* EXCERPT *
□ □ □ □ □ □ □

Sunday, April 17, 2011

Time become space. Jeremy Denk, Ives and Bach

"Zum Raum wird hier die Zeit”







A few weeks ago I went to New York ostensibly to hear Maurizo Pollini play the first book of the Well Tempered Clavier at Carnegie Hall.   Alas, he was taken ill and canceled.  His replacement was Jeremy Denk a young (early 40s) American pianist with a rising reputation and a blogger..  His program: the Ives Concord Sonata and the Bach Goldberg Variations; about as strong a statement of serious intent as would be possible, especially for a Carnegie debut.  


But still,not Pollini, who is about as august a presence as can be found in the piano world.  But I had the ticket and had the reservations, so off I went.


The Concord made up the first half of the program.  Forty-five minutes, four movements.  Extremely and unrewardingly difficult.   Unrewarding because some of the difficulties are gratituious, caused by Ives not being a pianist and thickly scored.  So there are passages that are very difficult that don't actually sound that difficult and none of it is intended to show off the pianist's brilliance.  I suppose one could call it rebarbative.  


It also isn't in any key or meter.  Most of it doesn't have bar lines.  There are no recognizable structural sign-posts for the performer or the listener (at least not in the traditional sense).  It is highly discontinuous, in a way that seems post-modern.  It is absurdist, ironic, mocking, pious, pompous, bombastic, redundant, endless, repetitive and banal.  It is also elegiac, tragic and possessing a kind of transcendent grandeur won from it's own self-doubt and struggle and refusal to avoid the very problems that it raises and refuses to solve.

□ □ □ □ □ □ □

* EXERCISE TASKS *
1. Answer these questions using the concert review:
(a) What was the originally scheduled pianist going to perform, and at which venue?
(b) Which two works made up the replacement pianist's program?
(c) How long is the Concord, and how many movements does it have?
2. Retype the concert review from "Time become space." to "especially for a Carnegie debut.".

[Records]

□ □ □ □ □ □ □

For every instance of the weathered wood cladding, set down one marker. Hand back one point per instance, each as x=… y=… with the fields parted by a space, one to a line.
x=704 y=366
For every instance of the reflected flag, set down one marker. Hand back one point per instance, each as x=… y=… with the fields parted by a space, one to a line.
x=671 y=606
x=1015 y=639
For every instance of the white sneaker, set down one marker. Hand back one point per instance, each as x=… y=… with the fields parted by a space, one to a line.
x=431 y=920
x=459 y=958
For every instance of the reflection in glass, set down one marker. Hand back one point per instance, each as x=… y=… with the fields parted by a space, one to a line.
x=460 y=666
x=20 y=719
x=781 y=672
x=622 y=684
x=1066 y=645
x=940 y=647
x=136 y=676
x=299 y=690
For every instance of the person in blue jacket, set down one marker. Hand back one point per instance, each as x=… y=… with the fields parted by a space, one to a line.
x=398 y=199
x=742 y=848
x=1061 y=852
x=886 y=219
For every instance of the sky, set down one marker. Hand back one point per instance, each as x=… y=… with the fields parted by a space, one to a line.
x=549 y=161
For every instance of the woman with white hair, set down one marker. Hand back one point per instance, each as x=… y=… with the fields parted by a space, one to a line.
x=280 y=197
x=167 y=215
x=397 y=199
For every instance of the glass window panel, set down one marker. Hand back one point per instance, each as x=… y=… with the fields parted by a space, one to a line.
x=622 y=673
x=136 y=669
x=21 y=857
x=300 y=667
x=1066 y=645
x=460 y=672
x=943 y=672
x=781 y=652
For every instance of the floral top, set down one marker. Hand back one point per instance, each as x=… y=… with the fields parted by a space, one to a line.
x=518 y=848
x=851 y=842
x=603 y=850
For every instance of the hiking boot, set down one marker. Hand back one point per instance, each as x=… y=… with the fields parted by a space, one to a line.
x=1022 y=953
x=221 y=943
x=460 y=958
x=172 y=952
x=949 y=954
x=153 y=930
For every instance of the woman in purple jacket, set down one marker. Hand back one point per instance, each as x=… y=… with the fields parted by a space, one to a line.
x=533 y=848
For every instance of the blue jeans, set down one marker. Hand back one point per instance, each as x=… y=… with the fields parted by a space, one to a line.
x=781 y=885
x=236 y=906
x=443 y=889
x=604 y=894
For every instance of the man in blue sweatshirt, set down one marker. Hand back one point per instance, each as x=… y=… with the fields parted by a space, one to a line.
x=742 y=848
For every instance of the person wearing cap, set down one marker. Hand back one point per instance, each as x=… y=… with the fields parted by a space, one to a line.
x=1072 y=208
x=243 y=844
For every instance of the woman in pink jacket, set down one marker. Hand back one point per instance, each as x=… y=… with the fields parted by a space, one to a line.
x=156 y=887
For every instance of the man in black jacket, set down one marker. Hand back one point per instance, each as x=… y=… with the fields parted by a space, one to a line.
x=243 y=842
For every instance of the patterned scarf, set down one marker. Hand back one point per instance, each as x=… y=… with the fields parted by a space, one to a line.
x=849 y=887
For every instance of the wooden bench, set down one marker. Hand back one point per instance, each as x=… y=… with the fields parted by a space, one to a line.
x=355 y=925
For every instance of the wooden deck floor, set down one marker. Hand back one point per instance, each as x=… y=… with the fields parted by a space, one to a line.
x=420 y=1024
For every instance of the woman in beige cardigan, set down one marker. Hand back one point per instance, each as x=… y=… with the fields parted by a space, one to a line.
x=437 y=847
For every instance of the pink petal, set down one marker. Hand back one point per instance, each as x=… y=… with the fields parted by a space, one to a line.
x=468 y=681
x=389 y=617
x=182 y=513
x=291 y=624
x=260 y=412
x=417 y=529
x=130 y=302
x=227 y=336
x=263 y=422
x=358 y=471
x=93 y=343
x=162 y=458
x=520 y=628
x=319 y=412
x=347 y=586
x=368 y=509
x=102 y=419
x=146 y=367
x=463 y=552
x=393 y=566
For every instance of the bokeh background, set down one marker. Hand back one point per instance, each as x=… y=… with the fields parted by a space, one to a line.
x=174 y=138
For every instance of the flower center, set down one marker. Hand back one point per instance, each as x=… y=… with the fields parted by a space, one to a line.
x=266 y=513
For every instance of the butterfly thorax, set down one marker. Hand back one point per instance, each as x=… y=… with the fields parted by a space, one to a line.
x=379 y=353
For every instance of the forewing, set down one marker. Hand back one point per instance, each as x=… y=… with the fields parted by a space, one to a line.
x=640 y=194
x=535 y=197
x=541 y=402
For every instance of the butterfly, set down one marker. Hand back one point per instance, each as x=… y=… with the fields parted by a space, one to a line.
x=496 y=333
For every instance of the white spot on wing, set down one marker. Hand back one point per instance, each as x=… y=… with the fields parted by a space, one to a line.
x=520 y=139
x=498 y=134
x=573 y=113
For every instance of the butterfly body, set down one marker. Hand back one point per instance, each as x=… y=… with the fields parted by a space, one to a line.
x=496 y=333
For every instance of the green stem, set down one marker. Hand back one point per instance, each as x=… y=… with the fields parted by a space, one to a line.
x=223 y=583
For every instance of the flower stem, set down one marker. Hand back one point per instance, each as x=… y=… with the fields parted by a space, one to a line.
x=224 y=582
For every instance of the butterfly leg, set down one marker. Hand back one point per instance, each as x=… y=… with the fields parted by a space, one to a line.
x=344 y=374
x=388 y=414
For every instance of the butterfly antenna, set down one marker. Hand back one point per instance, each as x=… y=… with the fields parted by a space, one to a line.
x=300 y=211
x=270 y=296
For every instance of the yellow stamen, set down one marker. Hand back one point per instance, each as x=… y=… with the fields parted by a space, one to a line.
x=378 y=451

□ □ □ □ □ □ □

* SOLUTION LIST *
1.
(a) The first book of the Well Tempered Clavier, at Carnegie Hall.
(b) The Ives Concord Sonata and the Bach Goldberg Variations.
(c) Forty-five minutes, in four movements.

2.
Time become space. Jeremy Denk, Ives and Bach

"Zum Raum wird hier die Zeit”







A few weeks ago I went to New York ostensibly to hear Maurizo Pollini play the first book of the Well Tempered Clavier at Carnegie Hall.   Alas, he was taken ill and canceled.  His replacement was Jeremy Denk a young (early 40s) American pianist with a rising reputation and a blogger..  His program: the Ives Concord Sonata and the Bach Goldberg Variations; about as strong a statement of serious intent as would be possible, especially for a Carnegie debut.